- [TASK STATEMENT] Your task is to transcribe the data in full.

- [RECORDS PROVIDED]
——————

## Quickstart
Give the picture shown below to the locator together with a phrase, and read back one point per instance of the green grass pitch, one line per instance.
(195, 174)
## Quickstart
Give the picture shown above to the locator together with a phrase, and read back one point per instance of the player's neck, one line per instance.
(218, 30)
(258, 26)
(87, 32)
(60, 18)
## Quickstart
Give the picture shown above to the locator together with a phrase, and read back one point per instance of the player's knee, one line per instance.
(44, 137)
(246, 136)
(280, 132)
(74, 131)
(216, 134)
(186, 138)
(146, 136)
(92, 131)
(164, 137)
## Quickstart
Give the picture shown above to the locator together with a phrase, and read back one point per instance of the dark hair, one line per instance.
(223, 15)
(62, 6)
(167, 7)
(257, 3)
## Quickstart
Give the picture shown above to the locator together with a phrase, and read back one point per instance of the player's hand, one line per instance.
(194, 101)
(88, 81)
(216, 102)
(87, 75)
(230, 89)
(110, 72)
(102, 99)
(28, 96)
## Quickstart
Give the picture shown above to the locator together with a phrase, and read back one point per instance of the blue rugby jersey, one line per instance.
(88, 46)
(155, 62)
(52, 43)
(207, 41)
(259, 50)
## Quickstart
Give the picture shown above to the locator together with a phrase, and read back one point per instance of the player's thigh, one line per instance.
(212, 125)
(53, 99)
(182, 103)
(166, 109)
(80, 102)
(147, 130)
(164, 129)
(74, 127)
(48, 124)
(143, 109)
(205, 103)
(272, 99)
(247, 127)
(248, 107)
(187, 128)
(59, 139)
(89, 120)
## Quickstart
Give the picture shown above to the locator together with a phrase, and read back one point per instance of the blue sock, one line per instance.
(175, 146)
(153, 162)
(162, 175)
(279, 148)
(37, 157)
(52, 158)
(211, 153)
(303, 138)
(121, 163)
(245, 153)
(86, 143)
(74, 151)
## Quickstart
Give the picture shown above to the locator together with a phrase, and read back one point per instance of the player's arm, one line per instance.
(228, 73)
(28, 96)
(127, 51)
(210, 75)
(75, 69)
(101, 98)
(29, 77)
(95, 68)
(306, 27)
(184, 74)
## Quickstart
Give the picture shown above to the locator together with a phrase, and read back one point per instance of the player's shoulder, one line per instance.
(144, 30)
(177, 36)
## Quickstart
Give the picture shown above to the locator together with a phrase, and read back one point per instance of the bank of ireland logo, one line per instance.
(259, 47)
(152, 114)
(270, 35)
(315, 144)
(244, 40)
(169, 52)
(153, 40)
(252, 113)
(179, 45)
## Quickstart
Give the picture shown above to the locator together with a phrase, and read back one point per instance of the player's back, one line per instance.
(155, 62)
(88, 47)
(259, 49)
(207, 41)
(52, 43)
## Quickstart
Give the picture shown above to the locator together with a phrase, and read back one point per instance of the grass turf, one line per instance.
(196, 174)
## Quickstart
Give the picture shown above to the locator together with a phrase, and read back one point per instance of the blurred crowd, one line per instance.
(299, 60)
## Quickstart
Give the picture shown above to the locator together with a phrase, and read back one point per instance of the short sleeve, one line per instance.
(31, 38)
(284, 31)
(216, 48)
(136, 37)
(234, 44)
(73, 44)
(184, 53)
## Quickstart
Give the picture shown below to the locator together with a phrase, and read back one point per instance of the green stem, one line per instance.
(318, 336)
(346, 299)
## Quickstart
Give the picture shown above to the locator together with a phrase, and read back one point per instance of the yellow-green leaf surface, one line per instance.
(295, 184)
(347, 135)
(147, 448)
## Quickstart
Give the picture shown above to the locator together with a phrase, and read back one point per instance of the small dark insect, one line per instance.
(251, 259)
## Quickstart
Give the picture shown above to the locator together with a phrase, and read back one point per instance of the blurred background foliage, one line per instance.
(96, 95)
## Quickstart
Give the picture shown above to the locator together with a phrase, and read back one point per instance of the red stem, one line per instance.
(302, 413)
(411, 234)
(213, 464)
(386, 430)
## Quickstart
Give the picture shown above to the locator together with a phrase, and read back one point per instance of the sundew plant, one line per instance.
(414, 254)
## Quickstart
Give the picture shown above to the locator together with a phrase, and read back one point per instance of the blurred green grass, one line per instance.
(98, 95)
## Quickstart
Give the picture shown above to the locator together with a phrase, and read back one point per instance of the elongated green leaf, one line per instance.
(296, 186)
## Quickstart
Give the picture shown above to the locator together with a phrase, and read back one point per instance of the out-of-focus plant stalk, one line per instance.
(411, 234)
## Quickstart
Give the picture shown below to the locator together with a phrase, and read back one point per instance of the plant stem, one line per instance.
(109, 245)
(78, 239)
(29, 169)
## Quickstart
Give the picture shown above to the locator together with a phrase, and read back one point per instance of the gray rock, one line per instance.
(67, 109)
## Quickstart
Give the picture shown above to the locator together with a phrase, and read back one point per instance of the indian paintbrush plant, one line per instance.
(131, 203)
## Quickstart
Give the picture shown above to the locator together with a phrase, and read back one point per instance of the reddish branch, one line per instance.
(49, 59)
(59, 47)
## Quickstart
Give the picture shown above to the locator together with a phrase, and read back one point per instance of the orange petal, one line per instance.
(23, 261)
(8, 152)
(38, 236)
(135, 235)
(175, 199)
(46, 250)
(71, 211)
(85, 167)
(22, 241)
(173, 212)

——————

- [REPLY TO THE EXERCISE]
## Quickstart
Give the picture shown below to the locator together with a phrase, and read back one point per instance of the green grass pitch, one line per instance.
(195, 174)
## Quickstart
Give the picture shown above to the locator together with a phrase, and read back one point per instance of the player's neck, one line per instance.
(218, 30)
(258, 26)
(87, 32)
(60, 18)
## Quickstart
Give the picture shown above to the locator together with a phrase, and read back one point per instance of the player's knee, one line per instance.
(44, 137)
(246, 136)
(280, 132)
(74, 131)
(216, 134)
(186, 138)
(146, 136)
(92, 131)
(164, 137)
## Quickstart
Give the picture shown above to the locator together with a phrase, and read back one point per instance of the dark hair, one line per instance.
(223, 15)
(62, 6)
(167, 7)
(257, 3)
## Quickstart
Give the picture shown above to the locator together with a phrase, and read back one point per instance of the player's hand, one line per instance.
(194, 101)
(88, 81)
(216, 102)
(87, 75)
(230, 89)
(110, 72)
(102, 99)
(28, 96)
## Quickstart
Give the picture shown above to the locator together with a phrase, and read back one point per instance of the blue rugby jersey, one line per instance.
(88, 46)
(155, 62)
(52, 43)
(207, 41)
(259, 50)
## Quickstart
Give the picture shown above to the locator together with a phrase, and read back one point per instance of the player's thigh, one line per instance.
(212, 125)
(53, 99)
(182, 103)
(166, 109)
(80, 102)
(147, 130)
(164, 129)
(74, 127)
(48, 124)
(143, 109)
(205, 103)
(272, 99)
(247, 127)
(248, 107)
(187, 128)
(59, 139)
(89, 120)
## Quickstart
Give the picture shown above to the locator together with a phrase, and read back one point per instance of the blue sock, one line per instance.
(175, 146)
(153, 162)
(162, 175)
(279, 148)
(37, 157)
(52, 158)
(211, 153)
(303, 138)
(121, 163)
(245, 153)
(86, 143)
(74, 151)
## Quickstart
Give the picture shown above to the locator together with a phrase, and read back one point per instance of the player's arm, one line per instance.
(228, 73)
(28, 96)
(127, 51)
(210, 75)
(75, 69)
(101, 98)
(29, 77)
(95, 68)
(306, 27)
(184, 74)
## Quickstart
Give the picture shown above to the locator together with a phrase, and read back one point per instance of the player's shoulder, one line per instance.
(144, 30)
(177, 36)
## Quickstart
Give the picture shown above to the locator together with a phrase, and read back one point per instance of the bank of ireland logo, one line per instance.
(259, 47)
(152, 114)
(270, 35)
(315, 144)
(244, 40)
(169, 52)
(153, 40)
(252, 113)
(179, 45)
## Quickstart
Give the picture shown above to the locator together with a phrase, and read back one point per instance of the player's back, one line per instance.
(155, 62)
(88, 47)
(259, 49)
(207, 41)
(52, 43)
## Quickstart
Give the picture shown above to the locator together with a phrase, and read back one point per instance of the grass turf, one line per instance.
(196, 174)
## Quickstart
Give the picture shown above to the locator together with a phrase, and read back one point per instance of the blurred crowd, one line per instance.
(299, 60)
## Quickstart
Give the picture shown above to the locator together with a phrase, and read back one point per instance of the short sleeve, one line per instance.
(31, 38)
(284, 31)
(216, 48)
(136, 37)
(234, 44)
(73, 44)
(184, 53)
## Quickstart
Give the picture shown below to the locator together with a phrase, and read back one point per instance of the green stem, one line per instance.
(318, 336)
(346, 299)
## Quickstart
Give the picture shown above to the locator together with a phrase, and read back one point per instance of the yellow-green leaf surface, one line per instance.
(295, 184)
(347, 135)
(147, 448)
## Quickstart
Give the picture shown above to the locator together with a phrase, and read back one point per instance of the small dark insect, one line per instance.
(251, 259)
## Quickstart
Give the picture shown above to the locator together with a phrase, and read back one point per instance of the blurred background foliage, one line per instance.
(96, 95)
## Quickstart
Give the picture shown above to the locator together with a phrase, and read back one point per instance of the red stem, one line per instance.
(302, 413)
(411, 234)
(213, 464)
(386, 430)
## Quickstart
Give the picture shown above to the locator together with a phrase, and read back one point per instance of the sundew plant, one line per instance.
(414, 254)
## Quickstart
Give the picture shown above to the locator together with a phrase, and read back one point per instance of the blurred green grass, one line per instance.
(98, 95)
## Quickstart
Give the picture shown above to the locator together with a phrase, and read back one point per instance of the elongated green leaf, one line per instance.
(296, 186)
## Quickstart
Give the picture shown above to the locator together with a phrase, and read back one point per instance of the out-of-focus plant stalk, one line per instance.
(411, 234)
## Quickstart
Give the picture shown below to the locator together with a phrase, and read back one point per instance of the plant stem, one line per instance.
(109, 245)
(78, 239)
(29, 169)
## Quickstart
Give the picture shown above to the locator together with a phrase, and read back one point per instance of the gray rock, one line per instance.
(67, 109)
## Quickstart
Give the picture shown above to the locator together with a phrase, and read back one point per instance of the indian paintbrush plant, one line per instance.
(131, 203)
## Quickstart
Give the picture shown above to the locator together with a phrase, and read back one point per instance of the reddish branch, one line per instance.
(49, 59)
(59, 47)
## Quickstart
Give the picture shown above to the locator together with a phrase, and read back one point per instance of the orange petal, one line per instance.
(23, 261)
(8, 152)
(38, 236)
(135, 235)
(175, 199)
(46, 250)
(71, 211)
(85, 167)
(22, 241)
(173, 212)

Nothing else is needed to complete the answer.